--- Material for this task ---

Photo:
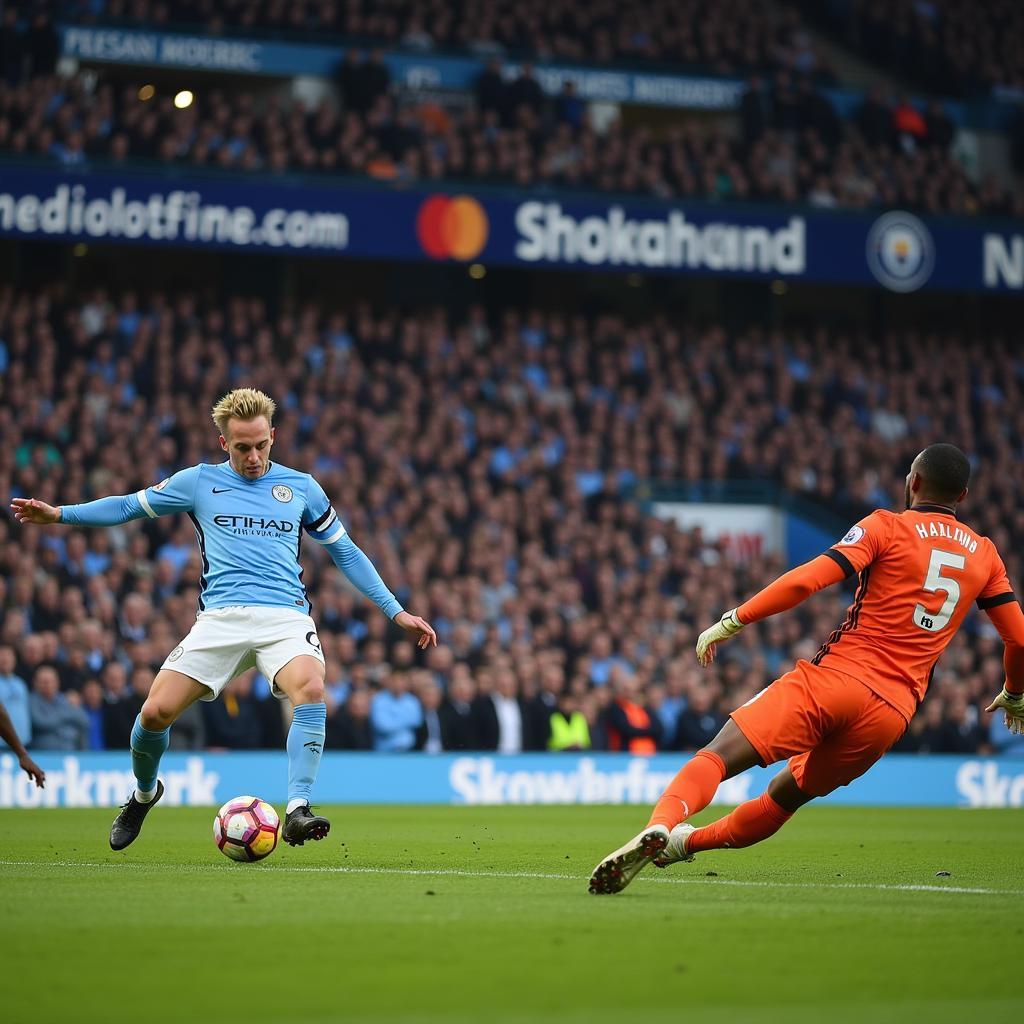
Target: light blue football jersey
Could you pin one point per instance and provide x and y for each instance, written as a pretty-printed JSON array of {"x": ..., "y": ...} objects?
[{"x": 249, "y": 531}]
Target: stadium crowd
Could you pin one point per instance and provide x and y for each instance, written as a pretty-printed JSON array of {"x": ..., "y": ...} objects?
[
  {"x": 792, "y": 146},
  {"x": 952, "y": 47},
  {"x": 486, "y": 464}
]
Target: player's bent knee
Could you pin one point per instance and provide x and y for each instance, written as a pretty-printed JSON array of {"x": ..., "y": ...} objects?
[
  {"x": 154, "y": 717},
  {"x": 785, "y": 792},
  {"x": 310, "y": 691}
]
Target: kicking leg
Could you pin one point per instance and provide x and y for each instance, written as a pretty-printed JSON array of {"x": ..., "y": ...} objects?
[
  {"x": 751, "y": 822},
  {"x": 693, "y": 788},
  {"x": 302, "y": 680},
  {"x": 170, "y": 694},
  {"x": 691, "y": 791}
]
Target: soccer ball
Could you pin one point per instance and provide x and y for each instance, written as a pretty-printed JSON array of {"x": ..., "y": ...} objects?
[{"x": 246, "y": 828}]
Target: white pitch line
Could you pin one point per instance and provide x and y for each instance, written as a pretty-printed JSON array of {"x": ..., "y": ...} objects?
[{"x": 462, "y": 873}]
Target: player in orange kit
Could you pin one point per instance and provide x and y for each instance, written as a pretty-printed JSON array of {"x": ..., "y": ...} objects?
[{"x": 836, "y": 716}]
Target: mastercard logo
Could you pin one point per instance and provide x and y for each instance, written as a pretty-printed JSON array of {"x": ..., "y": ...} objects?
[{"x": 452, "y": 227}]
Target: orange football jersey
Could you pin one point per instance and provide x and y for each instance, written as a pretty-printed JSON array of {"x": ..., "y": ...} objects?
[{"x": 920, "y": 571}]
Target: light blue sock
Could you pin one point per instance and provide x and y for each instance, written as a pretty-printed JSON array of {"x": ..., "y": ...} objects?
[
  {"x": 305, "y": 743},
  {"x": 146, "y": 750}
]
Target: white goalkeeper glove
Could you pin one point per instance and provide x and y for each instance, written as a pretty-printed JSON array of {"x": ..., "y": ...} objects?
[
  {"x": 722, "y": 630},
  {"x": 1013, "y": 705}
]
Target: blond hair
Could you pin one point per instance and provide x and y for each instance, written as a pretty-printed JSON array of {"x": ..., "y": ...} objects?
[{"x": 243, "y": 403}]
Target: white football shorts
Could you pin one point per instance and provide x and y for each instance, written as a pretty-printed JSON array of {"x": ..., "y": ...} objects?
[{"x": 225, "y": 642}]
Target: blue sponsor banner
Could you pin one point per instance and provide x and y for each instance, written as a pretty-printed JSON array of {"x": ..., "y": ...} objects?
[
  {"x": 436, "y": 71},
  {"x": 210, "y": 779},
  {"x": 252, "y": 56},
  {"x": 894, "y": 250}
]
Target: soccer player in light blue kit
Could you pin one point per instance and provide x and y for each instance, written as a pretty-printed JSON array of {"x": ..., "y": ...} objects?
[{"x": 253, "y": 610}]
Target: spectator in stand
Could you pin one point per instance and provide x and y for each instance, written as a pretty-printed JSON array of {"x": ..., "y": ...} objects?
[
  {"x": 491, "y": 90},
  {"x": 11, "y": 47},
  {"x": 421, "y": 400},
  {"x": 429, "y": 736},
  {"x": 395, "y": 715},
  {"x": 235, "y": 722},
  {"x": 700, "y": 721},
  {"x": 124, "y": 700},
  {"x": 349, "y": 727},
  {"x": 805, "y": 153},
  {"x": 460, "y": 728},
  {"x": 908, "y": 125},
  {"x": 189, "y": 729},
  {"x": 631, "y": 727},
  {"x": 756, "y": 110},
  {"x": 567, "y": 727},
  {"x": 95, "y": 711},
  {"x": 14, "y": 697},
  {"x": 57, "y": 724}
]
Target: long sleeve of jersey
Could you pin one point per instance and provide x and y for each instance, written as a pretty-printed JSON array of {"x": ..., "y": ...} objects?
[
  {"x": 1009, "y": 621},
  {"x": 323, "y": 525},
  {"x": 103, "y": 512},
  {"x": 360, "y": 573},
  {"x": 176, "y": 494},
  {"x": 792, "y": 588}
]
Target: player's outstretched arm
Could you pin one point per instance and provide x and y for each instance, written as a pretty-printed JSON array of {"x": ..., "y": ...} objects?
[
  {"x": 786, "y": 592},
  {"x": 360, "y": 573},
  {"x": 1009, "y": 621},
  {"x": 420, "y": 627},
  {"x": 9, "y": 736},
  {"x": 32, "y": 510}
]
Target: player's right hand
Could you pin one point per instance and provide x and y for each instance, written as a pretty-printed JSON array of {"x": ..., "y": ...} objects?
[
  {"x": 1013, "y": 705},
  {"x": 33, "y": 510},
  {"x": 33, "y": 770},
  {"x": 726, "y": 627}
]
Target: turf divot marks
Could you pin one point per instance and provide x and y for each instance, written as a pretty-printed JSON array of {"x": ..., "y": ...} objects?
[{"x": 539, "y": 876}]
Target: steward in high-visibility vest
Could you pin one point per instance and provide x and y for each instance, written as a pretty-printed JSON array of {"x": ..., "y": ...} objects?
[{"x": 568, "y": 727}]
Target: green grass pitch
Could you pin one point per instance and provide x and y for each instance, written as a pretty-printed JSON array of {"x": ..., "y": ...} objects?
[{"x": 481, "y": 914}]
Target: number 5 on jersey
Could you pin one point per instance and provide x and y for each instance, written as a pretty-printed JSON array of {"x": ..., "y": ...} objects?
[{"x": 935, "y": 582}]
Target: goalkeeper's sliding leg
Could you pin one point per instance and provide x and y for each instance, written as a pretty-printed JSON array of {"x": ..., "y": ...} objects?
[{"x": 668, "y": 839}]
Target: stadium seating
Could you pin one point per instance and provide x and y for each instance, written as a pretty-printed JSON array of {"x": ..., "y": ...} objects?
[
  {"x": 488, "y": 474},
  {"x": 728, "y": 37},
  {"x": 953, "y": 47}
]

---

### [Task]
Pictures are to be dropped; the lines from the start of the entries above through the line with "Target: stadium crowd" are to be given again verbatim.

### [Final answer]
Photo:
Target: light blue football jersey
Could you pin one point per instance and provide x and y for each instance, written as a pretty-printed JSON array of {"x": ..., "y": ...} objects?
[{"x": 249, "y": 531}]
Target: stadium crowd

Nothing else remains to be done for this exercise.